**WRITTEN EXERCISE**: Count the lines in the entries below that contain the string "armrest", treating uppercase and lowercase letters as different, and reply with the number alone.

**DATA LINES**:
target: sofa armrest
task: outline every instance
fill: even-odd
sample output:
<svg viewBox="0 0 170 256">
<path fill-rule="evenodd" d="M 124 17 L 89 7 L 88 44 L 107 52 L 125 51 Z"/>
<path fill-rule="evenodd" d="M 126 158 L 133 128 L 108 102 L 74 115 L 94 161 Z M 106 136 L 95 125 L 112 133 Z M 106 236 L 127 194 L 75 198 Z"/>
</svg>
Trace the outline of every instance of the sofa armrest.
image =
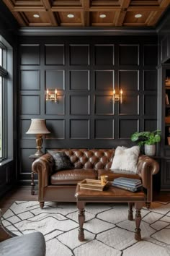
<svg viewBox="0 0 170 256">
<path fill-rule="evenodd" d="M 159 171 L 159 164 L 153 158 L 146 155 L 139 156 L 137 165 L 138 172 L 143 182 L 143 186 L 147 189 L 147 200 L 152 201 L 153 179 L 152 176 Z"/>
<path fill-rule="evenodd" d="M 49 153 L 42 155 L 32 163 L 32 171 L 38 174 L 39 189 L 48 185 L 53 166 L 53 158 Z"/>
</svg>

* * *

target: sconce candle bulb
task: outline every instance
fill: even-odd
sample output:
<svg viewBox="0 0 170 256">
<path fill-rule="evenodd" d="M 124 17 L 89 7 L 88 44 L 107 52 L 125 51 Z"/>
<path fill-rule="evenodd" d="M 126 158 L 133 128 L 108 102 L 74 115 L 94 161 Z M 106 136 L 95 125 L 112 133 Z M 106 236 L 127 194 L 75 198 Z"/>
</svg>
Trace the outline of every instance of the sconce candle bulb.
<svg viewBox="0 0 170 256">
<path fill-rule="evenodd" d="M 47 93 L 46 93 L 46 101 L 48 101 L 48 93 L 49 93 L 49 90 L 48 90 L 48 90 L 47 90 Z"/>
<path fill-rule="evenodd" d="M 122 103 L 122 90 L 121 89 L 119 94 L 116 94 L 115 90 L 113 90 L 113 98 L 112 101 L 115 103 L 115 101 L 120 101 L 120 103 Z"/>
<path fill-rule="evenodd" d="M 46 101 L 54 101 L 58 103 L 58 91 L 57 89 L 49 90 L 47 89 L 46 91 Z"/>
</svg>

* * *

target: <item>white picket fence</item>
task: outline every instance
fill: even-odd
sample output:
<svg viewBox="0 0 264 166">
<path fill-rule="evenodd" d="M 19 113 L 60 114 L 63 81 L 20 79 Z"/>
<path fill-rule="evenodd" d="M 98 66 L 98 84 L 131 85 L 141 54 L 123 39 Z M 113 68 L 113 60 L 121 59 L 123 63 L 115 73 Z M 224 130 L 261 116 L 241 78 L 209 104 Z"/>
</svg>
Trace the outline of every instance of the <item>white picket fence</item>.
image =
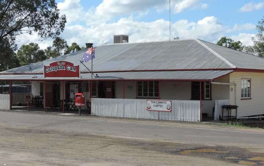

**RESULT FOR THIS EXERCISE**: 2